Extracted text section start

Day receives GME teaching award

Jonathan Day, MD, PharmD, third-year Internal Medicine resident, is one of the thirteen recipients of the 2023 GME Excellence in Clinical Teaching Award. This award is based on nominations from trainees, peers, and faculty to recognize “exceedingly dynamic and skilled instruction.” Day was presented with his award earlier this month.

Below is the nomination submitted by the medical student in support of Day.

The transition from pre-clinicals to clinicals is something people always warned me about in my first year of medical school, but I don’t think I was truly prepared for the amount of “not knowing” that was about to become a part of my daily life. My first rotation was internal medicine and despite the difficult change of pace, I am very grateful this is where I started my clinical experience. The main reason for this was the teaching atmosphere supplied by the residents, one, in particular, was Dr. Day on my Heme/Onc inpatient rotation. Prior to coming into the weeks on Team A, I felt I had been blindly going into presentations on morning rounds, searching every inch of the medical chart, hoping to do a good job, and completely missing the point of what I was supposed to be gathering and communicating to the people so far ahead of me in medical knowledge. It was all very intimidating. On the first day as I gave my jumbled, disorganized presentation that left me anxious and disheartened, Dr. Day stopped me and walked me through piece by piece how to present, creating a framework that I still use every day and has served me well in becoming successful/impressive to other evaluators.

Dr. Day was always willing to answer any question I had, never making me feel silly for asking it or that there ever could possibly be a bad time. Mid-rapid call? That’s okay, let me explain to you the basic pharmacology behind how we are going to approach this patient as we speed walk down the hall. There wasn’t a day that I left the unit without hearing him ask at least four times if there was anything else I wanted to learn that day. At first, I thought it was a test, but then I realized how genuine Dr. Day was being. He valued my learning and the experience I was having while on his rotation. I took full advantage of the walking medical encyclopedia I had as I rounded with him every morning. I learned most of my entire clerkship over those weeks.

Extracted text section end

_Work request_:
Answer these questions from the article on Day's teaching award:
1. How many people received the 2023 GME Excellence in Clinical Teaching Award?
2. On which inpatient rotation did the nominating student work with Dr. Day?
3. At least how many times a day did Dr. Day ask whether there was anything else the student wanted to learn?
Answer from the text alone.

Data under study section start

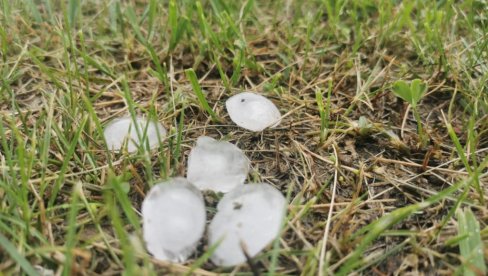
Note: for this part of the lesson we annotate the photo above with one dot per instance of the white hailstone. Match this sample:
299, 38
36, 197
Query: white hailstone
174, 217
252, 111
248, 218
122, 130
216, 165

Data under study section end

_Exercise answer_:
1. Thirteen.
2. The Heme/Onc inpatient rotation.
3. At least four times.